***** Data listing

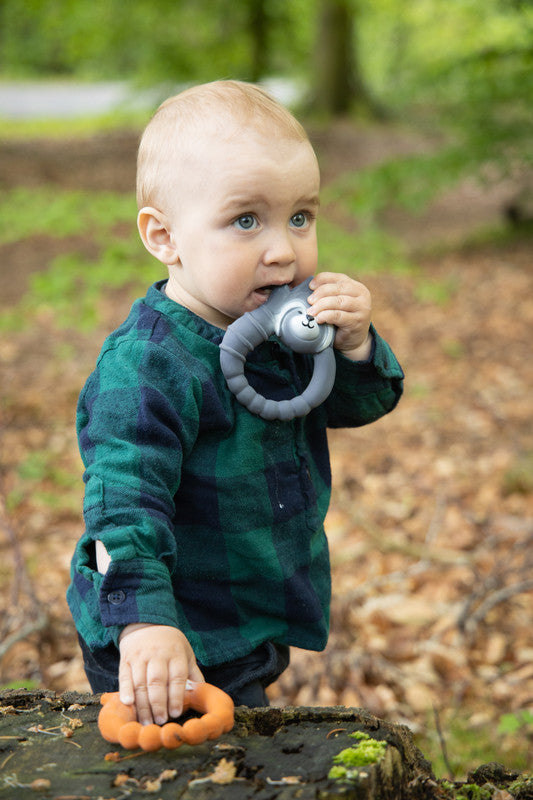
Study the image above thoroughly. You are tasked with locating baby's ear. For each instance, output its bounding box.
[137,206,179,266]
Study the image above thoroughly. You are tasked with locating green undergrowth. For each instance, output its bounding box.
[328,731,387,783]
[414,711,533,780]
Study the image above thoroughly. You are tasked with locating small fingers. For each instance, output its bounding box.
[168,658,188,717]
[141,661,168,725]
[118,659,135,706]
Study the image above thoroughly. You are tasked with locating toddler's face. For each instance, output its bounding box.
[167,126,320,328]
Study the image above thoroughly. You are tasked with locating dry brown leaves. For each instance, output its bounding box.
[0,233,533,756]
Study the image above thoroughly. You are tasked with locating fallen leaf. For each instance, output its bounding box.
[207,758,237,786]
[143,778,161,794]
[159,769,178,782]
[113,772,132,786]
[30,778,52,792]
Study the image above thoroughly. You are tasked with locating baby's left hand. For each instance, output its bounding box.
[308,272,372,361]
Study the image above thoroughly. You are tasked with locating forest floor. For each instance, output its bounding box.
[0,125,533,780]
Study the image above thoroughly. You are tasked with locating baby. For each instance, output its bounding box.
[68,81,403,724]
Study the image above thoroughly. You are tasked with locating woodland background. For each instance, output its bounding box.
[0,0,533,777]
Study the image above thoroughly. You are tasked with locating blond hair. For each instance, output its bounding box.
[137,80,309,208]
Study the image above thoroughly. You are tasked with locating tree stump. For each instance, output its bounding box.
[0,690,524,800]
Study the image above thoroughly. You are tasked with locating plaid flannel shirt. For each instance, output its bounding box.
[67,282,403,666]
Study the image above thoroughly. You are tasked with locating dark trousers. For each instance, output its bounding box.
[78,636,290,708]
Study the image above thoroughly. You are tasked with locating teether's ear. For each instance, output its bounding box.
[137,206,179,266]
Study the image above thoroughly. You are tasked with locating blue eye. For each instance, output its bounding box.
[291,211,309,228]
[233,214,257,231]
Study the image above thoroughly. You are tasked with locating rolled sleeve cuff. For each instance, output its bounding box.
[99,559,178,639]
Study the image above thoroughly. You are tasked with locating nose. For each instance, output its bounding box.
[263,230,295,266]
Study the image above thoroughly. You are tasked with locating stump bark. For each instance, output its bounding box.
[0,690,524,800]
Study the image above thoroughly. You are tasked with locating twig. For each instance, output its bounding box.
[461,578,533,634]
[0,496,49,660]
[433,706,455,781]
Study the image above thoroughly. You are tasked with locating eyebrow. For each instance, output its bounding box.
[223,193,320,210]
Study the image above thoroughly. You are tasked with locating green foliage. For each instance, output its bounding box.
[455,783,492,800]
[0,0,314,83]
[328,731,387,781]
[0,187,165,331]
[498,708,533,735]
[415,713,531,779]
[0,186,136,244]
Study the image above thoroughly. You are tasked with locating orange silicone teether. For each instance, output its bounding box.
[98,681,234,751]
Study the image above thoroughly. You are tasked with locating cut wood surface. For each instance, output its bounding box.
[0,690,437,800]
[0,689,533,800]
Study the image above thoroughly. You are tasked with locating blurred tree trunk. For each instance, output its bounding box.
[312,0,385,117]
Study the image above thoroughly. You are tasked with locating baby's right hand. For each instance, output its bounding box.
[118,623,204,725]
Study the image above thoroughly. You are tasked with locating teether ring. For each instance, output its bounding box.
[98,681,234,751]
[220,278,335,421]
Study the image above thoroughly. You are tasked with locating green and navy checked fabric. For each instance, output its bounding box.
[68,282,403,666]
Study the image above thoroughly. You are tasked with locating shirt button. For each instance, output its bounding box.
[107,589,126,606]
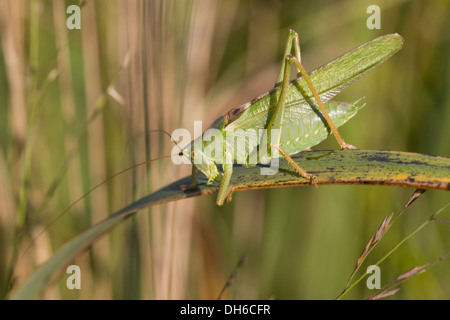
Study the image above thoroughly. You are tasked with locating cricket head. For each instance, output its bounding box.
[180,137,221,184]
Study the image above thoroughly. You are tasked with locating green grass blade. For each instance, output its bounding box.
[11,150,450,299]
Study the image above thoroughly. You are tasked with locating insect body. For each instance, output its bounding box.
[182,30,403,205]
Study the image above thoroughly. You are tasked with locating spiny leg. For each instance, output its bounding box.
[267,52,317,188]
[216,151,233,206]
[275,29,302,87]
[270,143,319,189]
[277,29,356,150]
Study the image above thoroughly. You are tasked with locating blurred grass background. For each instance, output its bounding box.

**********

◆ Stated task ◆
Copy out verbatim everything from the line containing "with locating teether's" down to the line containing "[223,193,320,210]", including both of those lines.

◆ The completed task ◆
Study the image above thoroughly. You are tasked with locating teether's ear. For each instance, output its bounding box.
[137,206,179,266]
Study the image above thoroughly. You are tasked with locating blue eye. For each instance, output its bounding box.
[291,211,309,228]
[233,214,257,231]
Study the image above thoroughly. You are tasked with locating rolled sleeve cuff. For each instance, output its bounding box.
[99,559,178,639]
Study the image above thoroughly. You are tasked with locating nose. For each instance, output its bounding box.
[263,230,295,266]
Study the image above thoroughly. You are tasked with locating stump bark. For each instance, output its bounding box.
[0,690,524,800]
Study the image above thoroughly. You are tasked with locating twig. For each instance, output its bounding box.
[461,578,533,634]
[0,496,49,660]
[433,706,455,781]
Study the image above thoroughly. You are tasked with locating eyebrow. For each instance, output its bounding box.
[223,193,320,210]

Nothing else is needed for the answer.